Les dessins préparatoires de Chagall intègrent des notes détaillées relatives à l’intrigue et à la chorégraphie du ballet, qui comprenait des danses folkloriques tziganes enflammées, des danses russes stylisées et des pas de trois classiques. Grâce à sa formation auprès de Diaghilev, Massine accorde une place essentielle aux arts graphiques dans sa chorégraphie. L’un des biographes de Chagall, Franz Meyer, note que «la chorégraphie et la peinture furent conçues comme un tout, et Massine se laissa inspirer jusque dans les moindres détails par la vision que Chagall se faisait du drame. Ces mois de travail en commun comptèrent pour les Chagall parmi les plus heureux de leur séjour en Amérique ; des années après, il leur suffisait de trois mesures du Trio de Tchaïkovski pour retrouver la merveilleuse atmosphère d’entente de ce moment. »

:::::

Consignes →
(a) Relevez toutes les personnes désignées par leur nom dans le texte sur la collaboration entre Chagall et Massine.
(b) Rédigez la suite du texte sur la collaboration entre Chagall et Massine, à partir de la fin de sa dernière phrase.
Les lignes qui suivent proviennent d'une autre source.

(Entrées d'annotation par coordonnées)
:::::

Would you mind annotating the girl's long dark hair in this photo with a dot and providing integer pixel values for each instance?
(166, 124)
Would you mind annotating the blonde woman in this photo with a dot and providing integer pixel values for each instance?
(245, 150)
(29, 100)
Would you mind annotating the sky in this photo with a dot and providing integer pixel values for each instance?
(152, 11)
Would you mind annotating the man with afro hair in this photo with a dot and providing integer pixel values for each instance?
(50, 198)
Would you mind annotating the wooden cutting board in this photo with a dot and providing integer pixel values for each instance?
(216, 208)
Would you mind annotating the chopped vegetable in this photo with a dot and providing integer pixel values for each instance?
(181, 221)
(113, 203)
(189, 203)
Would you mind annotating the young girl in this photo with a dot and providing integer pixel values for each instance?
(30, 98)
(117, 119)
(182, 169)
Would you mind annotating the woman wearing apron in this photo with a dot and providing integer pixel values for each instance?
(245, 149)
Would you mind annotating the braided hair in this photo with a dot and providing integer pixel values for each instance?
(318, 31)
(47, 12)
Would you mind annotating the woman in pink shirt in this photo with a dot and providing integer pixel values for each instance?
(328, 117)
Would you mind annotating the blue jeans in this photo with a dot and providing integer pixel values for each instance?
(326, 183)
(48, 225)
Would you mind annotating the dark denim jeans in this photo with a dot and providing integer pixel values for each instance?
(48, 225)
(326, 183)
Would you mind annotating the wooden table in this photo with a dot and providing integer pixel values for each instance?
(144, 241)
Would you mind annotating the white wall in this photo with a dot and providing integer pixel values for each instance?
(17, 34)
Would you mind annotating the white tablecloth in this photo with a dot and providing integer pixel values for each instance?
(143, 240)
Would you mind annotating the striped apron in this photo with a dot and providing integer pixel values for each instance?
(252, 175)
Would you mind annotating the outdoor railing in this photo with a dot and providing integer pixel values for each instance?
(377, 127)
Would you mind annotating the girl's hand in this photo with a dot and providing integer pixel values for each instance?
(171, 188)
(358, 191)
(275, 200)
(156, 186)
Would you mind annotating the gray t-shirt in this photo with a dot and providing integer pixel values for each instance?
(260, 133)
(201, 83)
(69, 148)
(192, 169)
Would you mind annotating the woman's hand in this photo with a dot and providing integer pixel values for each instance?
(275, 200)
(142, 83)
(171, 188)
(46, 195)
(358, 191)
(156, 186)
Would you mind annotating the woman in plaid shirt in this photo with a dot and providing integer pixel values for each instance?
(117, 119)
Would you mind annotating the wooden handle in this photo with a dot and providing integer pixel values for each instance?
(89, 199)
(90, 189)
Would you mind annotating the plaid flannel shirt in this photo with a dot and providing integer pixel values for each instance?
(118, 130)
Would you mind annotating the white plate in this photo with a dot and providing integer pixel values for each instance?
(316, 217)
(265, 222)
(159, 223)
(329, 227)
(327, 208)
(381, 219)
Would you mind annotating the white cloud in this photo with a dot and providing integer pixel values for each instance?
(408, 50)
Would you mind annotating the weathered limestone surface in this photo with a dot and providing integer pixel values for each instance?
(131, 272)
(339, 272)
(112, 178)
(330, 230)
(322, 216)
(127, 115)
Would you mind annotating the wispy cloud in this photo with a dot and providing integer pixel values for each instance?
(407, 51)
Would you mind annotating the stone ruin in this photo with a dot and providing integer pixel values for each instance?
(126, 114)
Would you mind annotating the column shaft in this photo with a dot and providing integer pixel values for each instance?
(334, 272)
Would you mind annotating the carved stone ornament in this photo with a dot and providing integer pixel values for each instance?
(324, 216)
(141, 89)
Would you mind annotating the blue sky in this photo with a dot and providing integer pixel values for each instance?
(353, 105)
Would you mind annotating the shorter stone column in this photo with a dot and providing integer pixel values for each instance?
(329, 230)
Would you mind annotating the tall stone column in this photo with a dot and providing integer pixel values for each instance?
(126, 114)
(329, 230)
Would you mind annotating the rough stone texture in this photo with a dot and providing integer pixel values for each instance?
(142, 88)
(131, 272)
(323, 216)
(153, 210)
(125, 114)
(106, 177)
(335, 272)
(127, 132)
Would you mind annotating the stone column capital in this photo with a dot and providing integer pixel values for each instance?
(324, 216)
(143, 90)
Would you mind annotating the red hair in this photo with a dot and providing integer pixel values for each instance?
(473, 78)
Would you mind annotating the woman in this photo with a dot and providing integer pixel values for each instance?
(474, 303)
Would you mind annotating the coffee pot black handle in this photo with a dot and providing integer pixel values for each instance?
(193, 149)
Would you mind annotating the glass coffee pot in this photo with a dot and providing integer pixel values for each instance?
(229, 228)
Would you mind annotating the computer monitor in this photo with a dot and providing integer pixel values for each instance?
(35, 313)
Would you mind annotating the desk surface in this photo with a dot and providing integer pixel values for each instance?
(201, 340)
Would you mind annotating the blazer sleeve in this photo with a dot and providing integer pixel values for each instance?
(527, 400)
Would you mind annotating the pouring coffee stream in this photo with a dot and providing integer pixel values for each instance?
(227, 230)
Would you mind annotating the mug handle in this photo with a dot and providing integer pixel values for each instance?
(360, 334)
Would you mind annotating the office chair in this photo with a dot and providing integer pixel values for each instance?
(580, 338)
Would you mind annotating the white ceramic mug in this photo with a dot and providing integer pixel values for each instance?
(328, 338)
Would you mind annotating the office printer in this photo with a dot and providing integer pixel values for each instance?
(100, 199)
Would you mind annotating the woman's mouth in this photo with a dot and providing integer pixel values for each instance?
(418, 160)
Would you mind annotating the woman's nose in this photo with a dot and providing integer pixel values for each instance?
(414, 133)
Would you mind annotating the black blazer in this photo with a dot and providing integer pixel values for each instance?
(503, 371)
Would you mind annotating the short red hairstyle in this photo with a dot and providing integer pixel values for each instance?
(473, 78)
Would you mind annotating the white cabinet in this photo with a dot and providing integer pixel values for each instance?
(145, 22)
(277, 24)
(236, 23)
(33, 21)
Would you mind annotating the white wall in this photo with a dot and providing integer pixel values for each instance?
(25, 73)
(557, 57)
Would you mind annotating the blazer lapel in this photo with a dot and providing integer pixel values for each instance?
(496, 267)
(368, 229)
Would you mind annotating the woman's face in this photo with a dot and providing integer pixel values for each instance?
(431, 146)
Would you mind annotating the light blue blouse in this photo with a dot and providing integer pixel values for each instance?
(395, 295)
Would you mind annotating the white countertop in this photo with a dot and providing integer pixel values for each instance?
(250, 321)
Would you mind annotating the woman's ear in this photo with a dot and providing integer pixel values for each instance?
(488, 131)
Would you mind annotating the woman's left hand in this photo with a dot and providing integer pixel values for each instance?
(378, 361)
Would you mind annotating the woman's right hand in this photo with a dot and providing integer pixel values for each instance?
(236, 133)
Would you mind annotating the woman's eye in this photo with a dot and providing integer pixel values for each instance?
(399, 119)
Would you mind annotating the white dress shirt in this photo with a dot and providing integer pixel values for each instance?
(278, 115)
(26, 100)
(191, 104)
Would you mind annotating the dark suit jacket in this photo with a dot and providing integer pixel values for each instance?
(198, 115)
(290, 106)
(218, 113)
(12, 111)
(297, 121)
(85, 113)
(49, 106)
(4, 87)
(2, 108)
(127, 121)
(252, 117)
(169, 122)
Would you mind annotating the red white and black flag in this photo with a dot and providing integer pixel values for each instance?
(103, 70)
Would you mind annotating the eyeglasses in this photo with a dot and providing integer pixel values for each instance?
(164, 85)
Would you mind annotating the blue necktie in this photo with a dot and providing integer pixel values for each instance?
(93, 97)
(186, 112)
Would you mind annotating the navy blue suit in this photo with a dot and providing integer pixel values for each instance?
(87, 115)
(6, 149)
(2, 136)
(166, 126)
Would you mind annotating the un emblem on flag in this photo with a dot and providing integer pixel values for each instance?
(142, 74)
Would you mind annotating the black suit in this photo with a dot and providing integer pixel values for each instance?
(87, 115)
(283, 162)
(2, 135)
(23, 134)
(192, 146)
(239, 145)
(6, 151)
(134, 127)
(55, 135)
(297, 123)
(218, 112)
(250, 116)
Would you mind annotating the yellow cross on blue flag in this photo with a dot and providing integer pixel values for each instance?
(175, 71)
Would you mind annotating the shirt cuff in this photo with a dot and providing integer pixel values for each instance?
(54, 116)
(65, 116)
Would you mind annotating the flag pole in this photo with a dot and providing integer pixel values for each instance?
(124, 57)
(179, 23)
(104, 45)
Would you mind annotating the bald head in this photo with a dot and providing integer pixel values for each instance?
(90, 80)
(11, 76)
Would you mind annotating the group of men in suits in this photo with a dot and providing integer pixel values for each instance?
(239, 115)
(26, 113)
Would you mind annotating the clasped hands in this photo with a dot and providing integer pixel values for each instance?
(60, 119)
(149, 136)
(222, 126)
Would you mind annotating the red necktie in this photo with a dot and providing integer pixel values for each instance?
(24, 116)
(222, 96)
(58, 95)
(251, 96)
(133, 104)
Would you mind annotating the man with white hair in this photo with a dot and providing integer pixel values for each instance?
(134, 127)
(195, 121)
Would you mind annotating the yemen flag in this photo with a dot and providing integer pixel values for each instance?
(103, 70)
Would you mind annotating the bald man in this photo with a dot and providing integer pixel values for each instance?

:::::

Réponses aux consignes →
(a) Chagall, Diaghilev, Massine, Franz Meyer, Tchaïkovski

(b)
Chagall a écrit une lettre où il disait qu’il espérait que ses plus chers amis et tous ses autres amis en Amérique pourront voir « ce ballet, que j’ai conçu en songeant à la grande Russie, mais aussi à nous autres Juifs. » Dans sa série de longs exils, Chagall semble percevoir dans cette ballade des steppes l’écho romantique d’un monde perdu.
Quelles raisons ont conduit Chagall, Massine et la compagnie de danse new-yorkaise à se rendre au Mexique ?
Je dois dire qu’au fond, j’aurais sûrement aimé retrouver des motifs teintés de romantisme et de sens poétique. Comme beaucoup de ceux que certains artistes évoquent pour présenter le sens de leurs projets de résidence au sein d’institutions culturelles. Non, dans ce cas, et sauf preuve du contraire, tout semble indiquer qu’il s’agissait de raisons bien prosaïques ! Mais allons-y par parties.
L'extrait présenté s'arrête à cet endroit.